» What is expected: The required output is the exact sequence of lines from the line holding "[outline] green leek stalk" to the end of the records, inclusive.

» Labeled region records:
════

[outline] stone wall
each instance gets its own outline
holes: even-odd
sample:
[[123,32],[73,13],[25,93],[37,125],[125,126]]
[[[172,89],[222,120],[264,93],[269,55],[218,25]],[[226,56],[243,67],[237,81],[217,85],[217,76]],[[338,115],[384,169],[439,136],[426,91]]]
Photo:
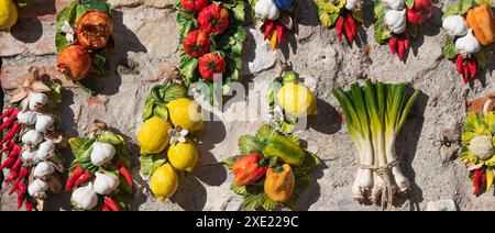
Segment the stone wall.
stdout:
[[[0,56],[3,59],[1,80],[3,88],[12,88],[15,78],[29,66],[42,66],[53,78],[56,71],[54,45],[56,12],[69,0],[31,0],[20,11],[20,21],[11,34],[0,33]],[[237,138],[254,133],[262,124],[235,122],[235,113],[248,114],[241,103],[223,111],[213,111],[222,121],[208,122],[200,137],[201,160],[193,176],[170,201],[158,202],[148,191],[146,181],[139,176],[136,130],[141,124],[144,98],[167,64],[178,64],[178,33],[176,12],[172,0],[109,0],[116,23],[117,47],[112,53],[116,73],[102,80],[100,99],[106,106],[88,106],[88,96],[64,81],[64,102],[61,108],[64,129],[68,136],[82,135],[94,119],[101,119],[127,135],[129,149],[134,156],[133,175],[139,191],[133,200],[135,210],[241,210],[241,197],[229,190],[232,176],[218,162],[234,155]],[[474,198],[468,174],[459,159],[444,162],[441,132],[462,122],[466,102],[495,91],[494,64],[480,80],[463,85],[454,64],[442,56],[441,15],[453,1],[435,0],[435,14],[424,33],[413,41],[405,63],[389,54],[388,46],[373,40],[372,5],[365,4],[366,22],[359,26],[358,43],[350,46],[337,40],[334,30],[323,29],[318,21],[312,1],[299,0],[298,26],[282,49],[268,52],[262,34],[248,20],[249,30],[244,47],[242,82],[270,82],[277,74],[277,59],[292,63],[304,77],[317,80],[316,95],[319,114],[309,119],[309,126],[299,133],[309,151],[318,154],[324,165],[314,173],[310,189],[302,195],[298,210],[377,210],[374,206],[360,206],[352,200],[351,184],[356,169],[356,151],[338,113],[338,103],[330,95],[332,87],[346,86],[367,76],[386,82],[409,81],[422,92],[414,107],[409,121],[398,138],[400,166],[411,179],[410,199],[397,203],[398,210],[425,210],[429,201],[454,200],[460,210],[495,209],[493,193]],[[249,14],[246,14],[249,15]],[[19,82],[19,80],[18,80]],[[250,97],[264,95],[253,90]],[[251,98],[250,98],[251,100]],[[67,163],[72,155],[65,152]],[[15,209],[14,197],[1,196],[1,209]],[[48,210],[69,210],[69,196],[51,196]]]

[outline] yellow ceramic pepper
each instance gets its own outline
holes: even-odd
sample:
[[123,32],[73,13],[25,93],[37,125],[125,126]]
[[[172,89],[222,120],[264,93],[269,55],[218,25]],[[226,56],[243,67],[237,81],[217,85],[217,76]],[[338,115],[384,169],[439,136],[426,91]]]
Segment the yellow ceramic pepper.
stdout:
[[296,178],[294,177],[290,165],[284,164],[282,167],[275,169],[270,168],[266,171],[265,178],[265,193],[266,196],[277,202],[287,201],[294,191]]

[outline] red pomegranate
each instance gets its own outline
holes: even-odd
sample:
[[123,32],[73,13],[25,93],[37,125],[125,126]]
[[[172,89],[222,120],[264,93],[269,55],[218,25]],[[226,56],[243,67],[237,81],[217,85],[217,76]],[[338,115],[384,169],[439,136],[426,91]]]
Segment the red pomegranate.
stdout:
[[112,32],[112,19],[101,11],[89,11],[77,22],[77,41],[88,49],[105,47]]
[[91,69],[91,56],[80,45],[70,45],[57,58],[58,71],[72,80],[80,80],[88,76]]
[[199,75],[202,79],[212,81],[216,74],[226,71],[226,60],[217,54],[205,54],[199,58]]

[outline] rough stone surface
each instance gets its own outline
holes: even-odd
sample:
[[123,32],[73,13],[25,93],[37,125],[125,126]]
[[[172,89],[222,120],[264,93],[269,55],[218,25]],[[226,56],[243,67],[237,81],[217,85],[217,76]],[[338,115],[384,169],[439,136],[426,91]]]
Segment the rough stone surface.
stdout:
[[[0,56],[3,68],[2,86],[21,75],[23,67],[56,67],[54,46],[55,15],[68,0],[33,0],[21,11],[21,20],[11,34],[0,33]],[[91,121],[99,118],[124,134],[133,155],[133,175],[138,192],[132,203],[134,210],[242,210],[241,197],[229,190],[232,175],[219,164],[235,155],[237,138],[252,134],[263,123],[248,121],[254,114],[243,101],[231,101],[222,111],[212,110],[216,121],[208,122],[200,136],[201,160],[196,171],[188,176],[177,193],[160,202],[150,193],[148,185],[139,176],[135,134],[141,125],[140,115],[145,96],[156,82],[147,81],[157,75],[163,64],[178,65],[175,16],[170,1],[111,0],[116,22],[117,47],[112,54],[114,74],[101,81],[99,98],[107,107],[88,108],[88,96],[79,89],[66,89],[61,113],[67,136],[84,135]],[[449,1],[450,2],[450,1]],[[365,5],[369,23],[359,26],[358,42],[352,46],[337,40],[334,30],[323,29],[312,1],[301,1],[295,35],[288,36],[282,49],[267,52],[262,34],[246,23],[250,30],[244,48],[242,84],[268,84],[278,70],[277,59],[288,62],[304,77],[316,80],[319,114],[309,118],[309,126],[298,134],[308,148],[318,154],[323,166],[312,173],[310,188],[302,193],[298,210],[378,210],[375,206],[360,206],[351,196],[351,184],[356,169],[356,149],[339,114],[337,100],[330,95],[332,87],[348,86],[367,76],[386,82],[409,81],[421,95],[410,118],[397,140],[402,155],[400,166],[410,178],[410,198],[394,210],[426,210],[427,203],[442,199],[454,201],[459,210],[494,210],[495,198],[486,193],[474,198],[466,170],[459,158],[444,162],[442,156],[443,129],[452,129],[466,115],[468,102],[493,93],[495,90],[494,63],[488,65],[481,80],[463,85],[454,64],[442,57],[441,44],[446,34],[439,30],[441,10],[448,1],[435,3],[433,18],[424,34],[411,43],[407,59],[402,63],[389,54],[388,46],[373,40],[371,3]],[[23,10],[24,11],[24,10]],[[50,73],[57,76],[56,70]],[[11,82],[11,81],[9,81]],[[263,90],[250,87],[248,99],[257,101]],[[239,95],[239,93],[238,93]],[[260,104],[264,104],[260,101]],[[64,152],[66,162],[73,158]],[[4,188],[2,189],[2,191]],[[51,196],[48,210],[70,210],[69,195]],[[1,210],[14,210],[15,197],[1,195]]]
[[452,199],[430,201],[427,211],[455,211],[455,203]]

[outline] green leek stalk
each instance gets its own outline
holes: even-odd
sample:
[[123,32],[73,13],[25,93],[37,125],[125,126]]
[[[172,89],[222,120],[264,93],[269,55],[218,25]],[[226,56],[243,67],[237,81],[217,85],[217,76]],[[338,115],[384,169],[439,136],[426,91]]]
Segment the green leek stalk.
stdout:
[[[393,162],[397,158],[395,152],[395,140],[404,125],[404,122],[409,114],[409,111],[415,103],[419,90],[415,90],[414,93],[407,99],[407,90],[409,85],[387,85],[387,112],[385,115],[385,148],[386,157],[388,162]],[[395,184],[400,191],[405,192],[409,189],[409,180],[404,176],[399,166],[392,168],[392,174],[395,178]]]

════

» Answer to this task:
[outline] green leek stalk
each instance gets its own outline
holes: even-odd
sample:
[[123,32],[73,13],[25,93],[37,125],[125,126]]
[[[172,89],[222,120],[264,93],[269,55],[218,25]],[[226,56],[243,67],[237,81],[217,85],[217,76]],[[338,115],[384,169],[439,136],[426,91]]]
Segment the green leek stalk.
stdout:
[[[393,162],[397,158],[395,152],[395,140],[404,125],[404,122],[409,114],[409,111],[415,103],[419,90],[415,90],[414,93],[407,99],[407,90],[409,85],[387,85],[387,112],[385,115],[385,148],[386,157],[388,162]],[[395,184],[400,191],[405,192],[409,189],[409,180],[404,176],[399,166],[392,168],[392,174],[395,178]]]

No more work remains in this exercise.